--- BEGIN GIVEN DATA ---
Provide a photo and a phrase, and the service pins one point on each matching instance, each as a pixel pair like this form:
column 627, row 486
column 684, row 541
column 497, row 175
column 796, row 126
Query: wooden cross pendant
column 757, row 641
--- END GIVEN DATA ---
DIRECTIVE: Put the lines above into a Markdown table with two columns, "Row" for the row number and "Line" for the text of each line. Leave out any blank lines.

ANSWER TO THE EXERCISE:
| Row | Line |
|---|---|
| 1 | Provide a photo and a phrase, and the service pins one point on each matching instance, each as a pixel pair like this form: |
| 2 | column 627, row 486 |
| 3 | column 684, row 541 |
| 4 | column 497, row 175 |
| 5 | column 796, row 126 |
| 6 | Query: wooden cross pendant |
| 7 | column 757, row 641 |